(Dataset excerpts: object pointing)
--- START ---

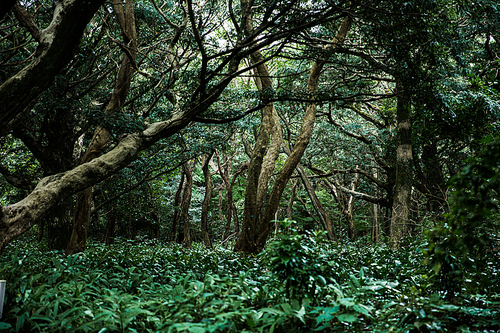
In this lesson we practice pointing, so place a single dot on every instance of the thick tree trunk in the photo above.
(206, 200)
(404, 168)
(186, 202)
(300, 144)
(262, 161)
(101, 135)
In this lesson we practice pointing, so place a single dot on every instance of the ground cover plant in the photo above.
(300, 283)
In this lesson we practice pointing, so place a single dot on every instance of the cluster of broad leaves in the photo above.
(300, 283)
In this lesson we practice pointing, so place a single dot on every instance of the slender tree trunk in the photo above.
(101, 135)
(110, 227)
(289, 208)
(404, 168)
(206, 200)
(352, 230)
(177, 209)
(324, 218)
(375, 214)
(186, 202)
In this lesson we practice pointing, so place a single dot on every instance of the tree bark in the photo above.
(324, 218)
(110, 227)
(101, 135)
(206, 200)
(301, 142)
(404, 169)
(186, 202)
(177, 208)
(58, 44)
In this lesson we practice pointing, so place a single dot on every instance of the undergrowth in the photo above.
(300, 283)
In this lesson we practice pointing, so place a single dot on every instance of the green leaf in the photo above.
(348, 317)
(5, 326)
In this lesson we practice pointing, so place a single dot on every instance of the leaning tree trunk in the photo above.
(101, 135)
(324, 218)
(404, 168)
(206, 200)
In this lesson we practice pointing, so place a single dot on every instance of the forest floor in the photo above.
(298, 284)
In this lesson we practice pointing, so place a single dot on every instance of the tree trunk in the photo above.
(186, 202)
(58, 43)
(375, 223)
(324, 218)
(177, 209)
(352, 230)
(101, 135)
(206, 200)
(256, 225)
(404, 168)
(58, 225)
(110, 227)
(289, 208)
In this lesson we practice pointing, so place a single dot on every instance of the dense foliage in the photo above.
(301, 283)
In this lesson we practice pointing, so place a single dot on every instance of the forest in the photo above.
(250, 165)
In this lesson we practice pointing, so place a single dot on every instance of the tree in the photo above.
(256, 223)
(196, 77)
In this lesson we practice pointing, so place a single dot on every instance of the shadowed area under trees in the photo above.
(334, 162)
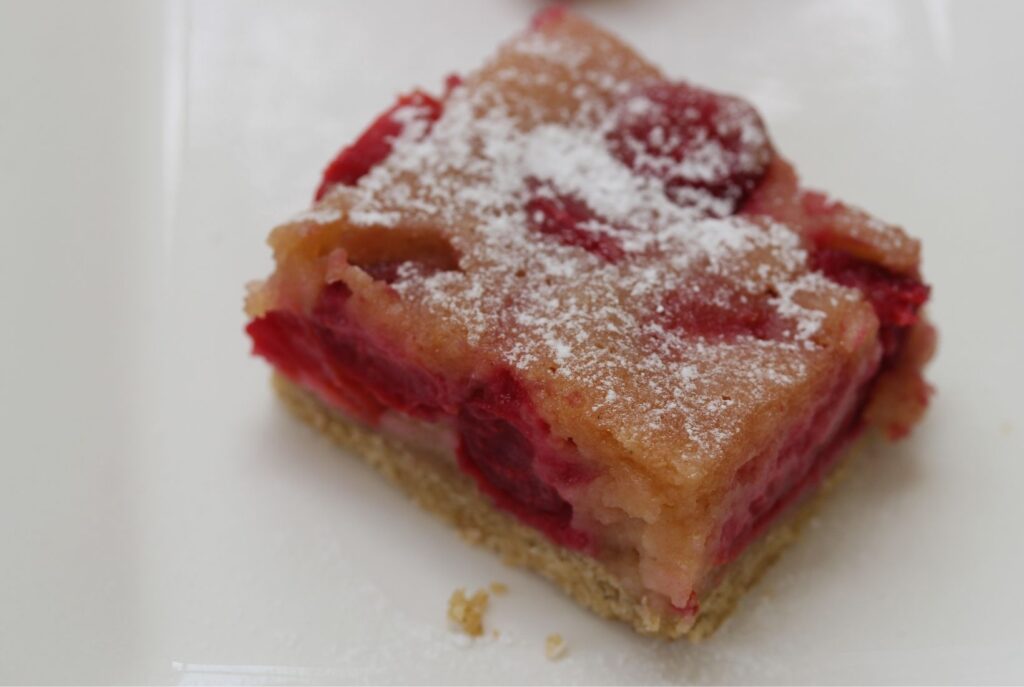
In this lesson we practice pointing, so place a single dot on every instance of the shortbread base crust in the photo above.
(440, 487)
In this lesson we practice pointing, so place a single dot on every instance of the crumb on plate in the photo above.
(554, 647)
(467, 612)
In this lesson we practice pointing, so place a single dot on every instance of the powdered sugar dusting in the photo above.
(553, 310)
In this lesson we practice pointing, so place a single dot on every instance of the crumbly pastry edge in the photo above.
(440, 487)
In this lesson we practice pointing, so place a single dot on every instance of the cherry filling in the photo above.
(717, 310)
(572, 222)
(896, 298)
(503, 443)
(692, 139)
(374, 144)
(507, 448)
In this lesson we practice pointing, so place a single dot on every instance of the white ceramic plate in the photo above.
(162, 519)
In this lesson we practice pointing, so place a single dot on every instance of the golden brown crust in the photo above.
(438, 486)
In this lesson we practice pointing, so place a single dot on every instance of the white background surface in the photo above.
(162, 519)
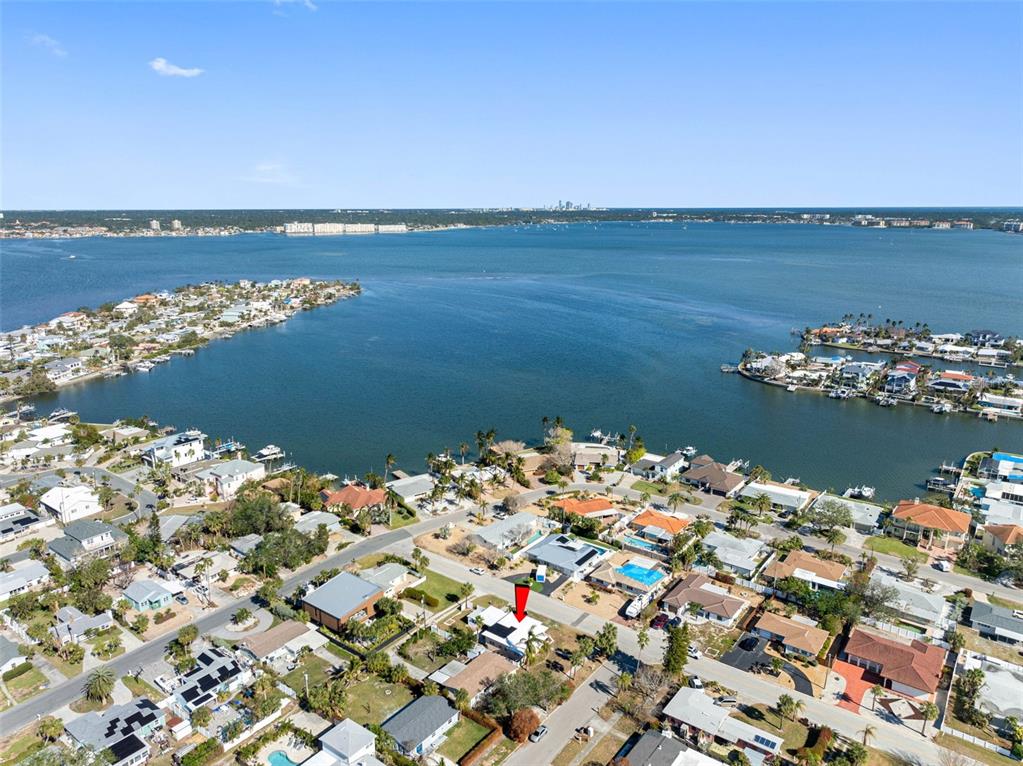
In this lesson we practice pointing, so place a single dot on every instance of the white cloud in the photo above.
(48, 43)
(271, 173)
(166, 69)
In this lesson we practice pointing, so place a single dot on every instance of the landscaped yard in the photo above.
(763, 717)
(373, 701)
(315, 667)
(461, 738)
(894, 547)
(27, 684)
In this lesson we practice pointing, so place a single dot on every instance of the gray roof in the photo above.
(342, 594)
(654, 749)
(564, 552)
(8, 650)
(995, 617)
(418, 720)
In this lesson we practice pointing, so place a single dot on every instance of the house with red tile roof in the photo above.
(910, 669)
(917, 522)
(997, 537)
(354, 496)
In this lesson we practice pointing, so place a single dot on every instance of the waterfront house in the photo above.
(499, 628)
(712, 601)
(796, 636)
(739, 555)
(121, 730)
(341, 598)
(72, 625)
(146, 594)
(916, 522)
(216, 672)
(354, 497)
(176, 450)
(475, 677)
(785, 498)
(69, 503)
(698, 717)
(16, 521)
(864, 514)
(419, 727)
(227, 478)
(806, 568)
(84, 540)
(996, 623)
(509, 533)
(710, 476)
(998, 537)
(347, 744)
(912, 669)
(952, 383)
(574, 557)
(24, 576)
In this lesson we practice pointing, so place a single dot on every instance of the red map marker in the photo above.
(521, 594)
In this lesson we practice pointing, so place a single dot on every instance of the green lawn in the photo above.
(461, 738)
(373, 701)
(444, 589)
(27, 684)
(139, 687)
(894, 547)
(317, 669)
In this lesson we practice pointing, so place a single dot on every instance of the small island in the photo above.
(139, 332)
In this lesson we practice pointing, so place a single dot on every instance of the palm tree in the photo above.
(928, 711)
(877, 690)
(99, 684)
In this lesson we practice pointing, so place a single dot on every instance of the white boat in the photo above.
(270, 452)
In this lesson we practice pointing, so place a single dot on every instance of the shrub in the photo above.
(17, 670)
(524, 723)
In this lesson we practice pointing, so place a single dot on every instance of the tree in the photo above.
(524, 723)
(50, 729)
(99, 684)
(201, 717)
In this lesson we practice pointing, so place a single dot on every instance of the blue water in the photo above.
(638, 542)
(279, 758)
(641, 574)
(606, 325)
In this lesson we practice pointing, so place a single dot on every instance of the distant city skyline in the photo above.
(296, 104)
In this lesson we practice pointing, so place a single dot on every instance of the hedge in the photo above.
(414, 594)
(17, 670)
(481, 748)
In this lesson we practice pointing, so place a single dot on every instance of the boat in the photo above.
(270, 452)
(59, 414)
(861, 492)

--- END ---

Exercise details:
Reproduce every entry above verbatim, omitting the pictures from your output.

Reply to the exercise:
In this lesson we practice pointing, so place a single dot on every instance of the thick tree trunk in the photo above.
(206, 200)
(404, 168)
(186, 202)
(300, 144)
(262, 161)
(101, 135)
In this lesson we practice pointing, so place a single dot on every instance of the ground cover plant in the photo above.
(300, 283)
In this lesson we practice pointing, so place a single dot on every instance of the cluster of broad leaves in the photo above.
(300, 283)
In this lesson we practice pointing, so place a single dot on every instance of the slender tree trunk in the photo above.
(101, 135)
(110, 227)
(289, 208)
(404, 168)
(206, 200)
(352, 230)
(177, 209)
(324, 218)
(375, 214)
(186, 202)
In this lesson we practice pointing, so place a single dot on every instance of the tree bark in the photo above.
(324, 218)
(110, 227)
(101, 135)
(206, 200)
(301, 142)
(404, 169)
(186, 202)
(177, 208)
(58, 44)
In this lesson we practice pointing, so place a single dot on every instance of the undergrowth in the photo above.
(300, 283)
In this lesson we practice pointing, so place a single dot on every instance of the green leaf in the photo above.
(348, 317)
(5, 326)
In this lesson we practice pointing, so place a single dot on every instance of the leaning tree trunk in the photo above.
(101, 135)
(324, 218)
(404, 168)
(206, 200)
In this lesson we practice pointing, so place a single dot on every instance of the forest floor in the photo above.
(298, 284)
In this lesson we practice pointing, so place a single dot on every instance of the tree trunk in the photo above.
(186, 202)
(58, 43)
(375, 223)
(324, 218)
(177, 209)
(352, 230)
(101, 135)
(206, 200)
(256, 225)
(404, 168)
(58, 225)
(110, 227)
(289, 208)
In this lesson we practice pointing, so place a single dot on every instance of the dense foliage in the photo above.
(301, 283)
In this lesson we practice pointing, so place a single dot on every instance of the forest in the photo above.
(250, 165)
In this lesson we practice pointing, so place a single dot on every instance of the tree in the photo above.
(256, 223)
(196, 77)
In this lesson we practice pointing, so place a single dot on every instance of the shadowed area under trees in the photo above.
(334, 162)
In this lesson we practice pointing, so place a single dot on every instance of the shortbread base crust in the photo above.
(440, 487)
In this lesson we practice pointing, so place a single dot on every instance of the crumb on plate in the photo above.
(554, 647)
(467, 612)
In this lesson we practice pointing, so place a single dot on every instance of the powdered sugar dusting in the photo above.
(553, 310)
In this lesson we practice pointing, so place a single dot on every instance of the crumbly pastry edge in the photo above.
(440, 487)
In this lesson we practice pointing, so place a single dot on every instance of the cherry filling in the photo above.
(717, 310)
(572, 222)
(896, 298)
(503, 443)
(692, 139)
(374, 144)
(507, 448)
In this lesson we practice pointing, so place a single dot on every instance of the white ceramic plate in the photo above.
(162, 519)
In this lesson we practice pointing, so place a single dot on every instance of the golden brown crust in the photo above.
(438, 486)
In this lesson we practice pointing, so place a single dot on every instance of the white background surface in the photo above.
(162, 519)
In this lesson we practice pointing, so place a single dot on every instance of the white cloud in the photo above.
(48, 43)
(271, 173)
(166, 69)
In this lesson we practice pointing, so place a single dot on every instance of the landscaped yard in the photo above.
(763, 717)
(373, 701)
(315, 667)
(461, 738)
(894, 547)
(27, 684)
In this lesson we practice pointing, so place a single dot on every instance of the gray roof in the photo above.
(342, 594)
(654, 749)
(564, 552)
(8, 650)
(995, 617)
(418, 720)
In this lesson we practice pointing, so place a single dot on every instance of the house with red tile roof in the photo above.
(910, 669)
(917, 522)
(997, 537)
(354, 496)
In this lesson we practice pointing, so place a single dot on every instance of the waterfront house in the photo above.
(499, 628)
(712, 601)
(796, 636)
(739, 555)
(121, 730)
(341, 598)
(72, 625)
(146, 594)
(916, 522)
(216, 672)
(354, 497)
(176, 450)
(475, 677)
(785, 498)
(69, 503)
(698, 717)
(16, 521)
(864, 514)
(419, 727)
(227, 478)
(806, 568)
(84, 540)
(996, 623)
(509, 533)
(710, 476)
(998, 537)
(347, 744)
(912, 669)
(952, 383)
(574, 557)
(24, 576)
In this lesson we practice pointing, so place a single dot on every instance of the red map marker in the photo above.
(521, 594)
In this lesson we practice pointing, so place a single dot on every instance of the green lawn in the photo above.
(461, 738)
(373, 701)
(444, 589)
(27, 684)
(139, 687)
(894, 547)
(317, 669)
In this lesson we practice pointing, so place a single dot on every instance of the small island in the photo above.
(139, 332)
In this lesson we practice pointing, so place a single dot on every instance of the palm tree in the photo above.
(928, 711)
(877, 690)
(99, 684)
In this lesson we practice pointing, so place a single dot on every instance of the white boat in the photo above.
(270, 452)
In this lesson we practice pointing, so place a single dot on every instance of the shrub in the photo above.
(17, 670)
(524, 723)
In this lesson we practice pointing, so place a single dot on every instance of the tree in the photo above.
(524, 723)
(50, 729)
(99, 684)
(201, 717)
In this lesson we practice pointing, so place a single dot on every instance of the blue water in the photo above.
(638, 542)
(279, 758)
(641, 574)
(606, 325)
In this lesson we practice pointing, so place a single dot on every instance of the distant city skyline in the photo above.
(296, 104)
In this lesson we practice pointing, so place a single dot on every instance of the hedge in the photo above.
(414, 594)
(17, 670)
(481, 748)
In this lesson we practice pointing, so place a single dot on every instance of the boat in the photo above.
(270, 452)
(59, 414)
(861, 492)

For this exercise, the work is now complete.